(DATA FOR THIS TASK):
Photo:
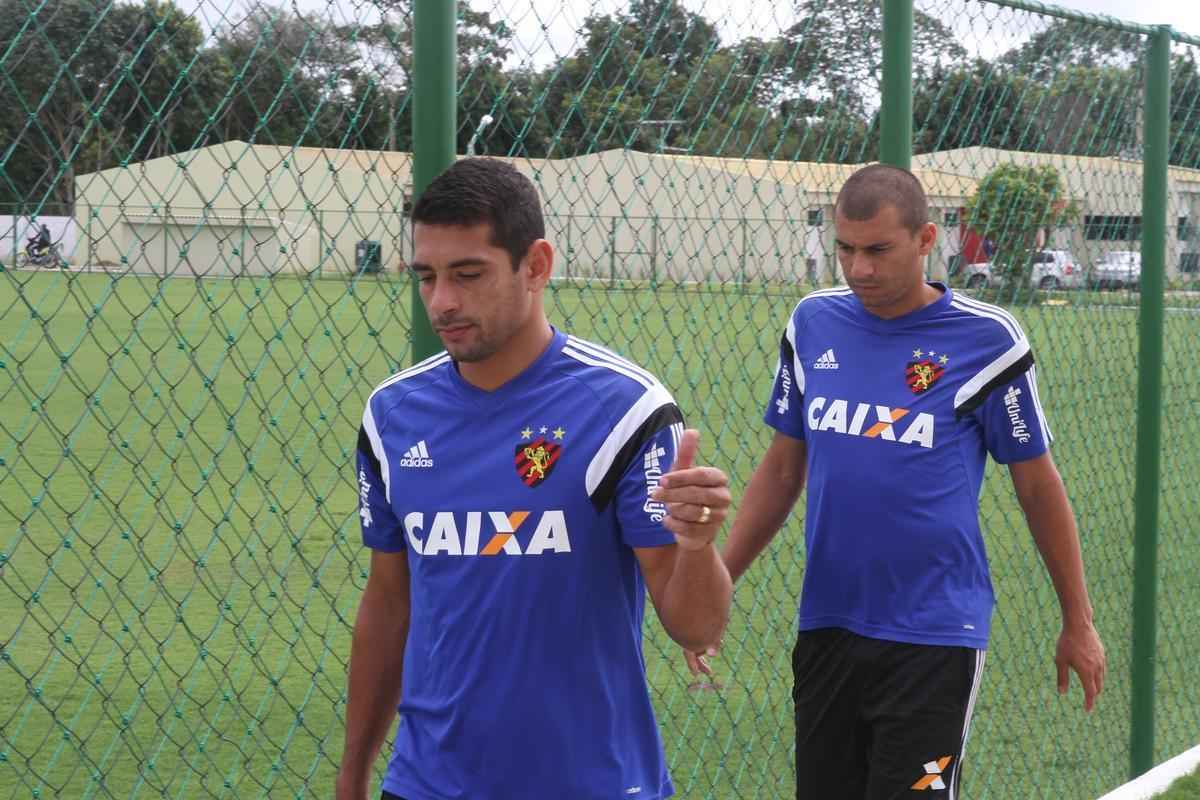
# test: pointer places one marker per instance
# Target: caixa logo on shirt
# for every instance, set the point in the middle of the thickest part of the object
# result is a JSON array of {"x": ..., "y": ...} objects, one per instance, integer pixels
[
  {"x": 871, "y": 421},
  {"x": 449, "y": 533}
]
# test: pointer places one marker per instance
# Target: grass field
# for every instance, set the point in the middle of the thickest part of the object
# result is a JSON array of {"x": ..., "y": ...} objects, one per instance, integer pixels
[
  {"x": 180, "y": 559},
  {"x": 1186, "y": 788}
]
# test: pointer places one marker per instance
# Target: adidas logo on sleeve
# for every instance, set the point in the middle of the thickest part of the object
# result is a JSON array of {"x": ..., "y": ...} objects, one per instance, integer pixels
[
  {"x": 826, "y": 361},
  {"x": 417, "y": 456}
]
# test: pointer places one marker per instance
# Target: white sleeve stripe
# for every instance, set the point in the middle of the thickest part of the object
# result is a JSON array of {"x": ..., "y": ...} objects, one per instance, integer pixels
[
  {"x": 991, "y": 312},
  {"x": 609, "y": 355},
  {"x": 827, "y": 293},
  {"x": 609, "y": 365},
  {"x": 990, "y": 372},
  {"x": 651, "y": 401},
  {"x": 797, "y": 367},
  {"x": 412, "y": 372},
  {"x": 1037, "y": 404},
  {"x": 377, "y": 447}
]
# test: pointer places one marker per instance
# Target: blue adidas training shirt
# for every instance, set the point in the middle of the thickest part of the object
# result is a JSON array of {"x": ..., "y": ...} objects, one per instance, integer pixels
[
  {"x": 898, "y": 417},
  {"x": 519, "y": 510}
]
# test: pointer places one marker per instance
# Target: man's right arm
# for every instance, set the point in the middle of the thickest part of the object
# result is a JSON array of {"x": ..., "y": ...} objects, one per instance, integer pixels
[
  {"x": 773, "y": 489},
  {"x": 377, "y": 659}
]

--

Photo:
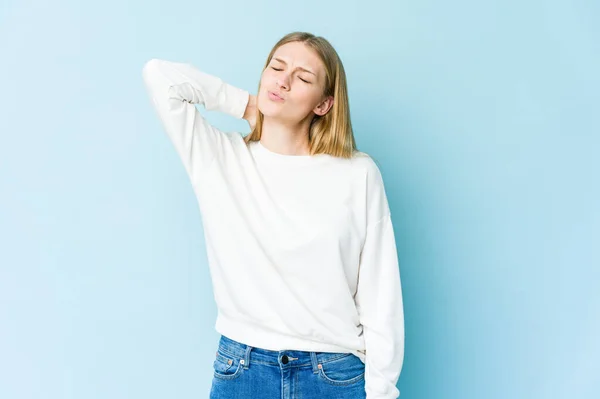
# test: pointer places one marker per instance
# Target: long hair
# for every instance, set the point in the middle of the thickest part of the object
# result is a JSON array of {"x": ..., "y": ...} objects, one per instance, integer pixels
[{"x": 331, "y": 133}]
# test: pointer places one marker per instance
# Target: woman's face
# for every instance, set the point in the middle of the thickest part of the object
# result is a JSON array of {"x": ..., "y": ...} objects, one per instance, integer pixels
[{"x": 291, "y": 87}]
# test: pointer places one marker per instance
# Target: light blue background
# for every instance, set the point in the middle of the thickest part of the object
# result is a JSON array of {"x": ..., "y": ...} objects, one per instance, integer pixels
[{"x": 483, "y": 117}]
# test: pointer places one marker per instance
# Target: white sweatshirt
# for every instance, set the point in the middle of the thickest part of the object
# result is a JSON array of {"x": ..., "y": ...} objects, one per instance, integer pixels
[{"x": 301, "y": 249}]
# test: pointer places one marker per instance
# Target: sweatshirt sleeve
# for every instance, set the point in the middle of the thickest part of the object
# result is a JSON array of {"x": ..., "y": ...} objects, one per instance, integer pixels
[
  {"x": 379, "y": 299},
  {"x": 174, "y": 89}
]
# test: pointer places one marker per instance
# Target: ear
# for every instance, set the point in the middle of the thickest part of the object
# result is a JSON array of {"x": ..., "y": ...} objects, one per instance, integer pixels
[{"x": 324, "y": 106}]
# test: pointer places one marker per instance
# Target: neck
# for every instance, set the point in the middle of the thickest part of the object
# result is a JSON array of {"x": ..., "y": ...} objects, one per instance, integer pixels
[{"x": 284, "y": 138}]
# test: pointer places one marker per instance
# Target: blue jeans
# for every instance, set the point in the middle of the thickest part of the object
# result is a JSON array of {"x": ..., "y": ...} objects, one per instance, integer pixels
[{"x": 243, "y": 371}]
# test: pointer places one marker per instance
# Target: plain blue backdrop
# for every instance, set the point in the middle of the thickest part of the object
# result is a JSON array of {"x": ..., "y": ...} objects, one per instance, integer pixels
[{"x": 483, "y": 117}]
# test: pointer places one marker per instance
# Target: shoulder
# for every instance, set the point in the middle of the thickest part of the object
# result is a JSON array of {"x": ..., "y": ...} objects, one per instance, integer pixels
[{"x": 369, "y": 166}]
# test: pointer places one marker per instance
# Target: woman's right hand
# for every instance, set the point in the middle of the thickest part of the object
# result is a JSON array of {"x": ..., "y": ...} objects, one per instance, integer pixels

(WORK TO COMPLETE): Keep only the lines of the items above that include the word "white", and list them.

(RESPONSE):
# Target: white sleeve stripe
# Target: white sweatshirt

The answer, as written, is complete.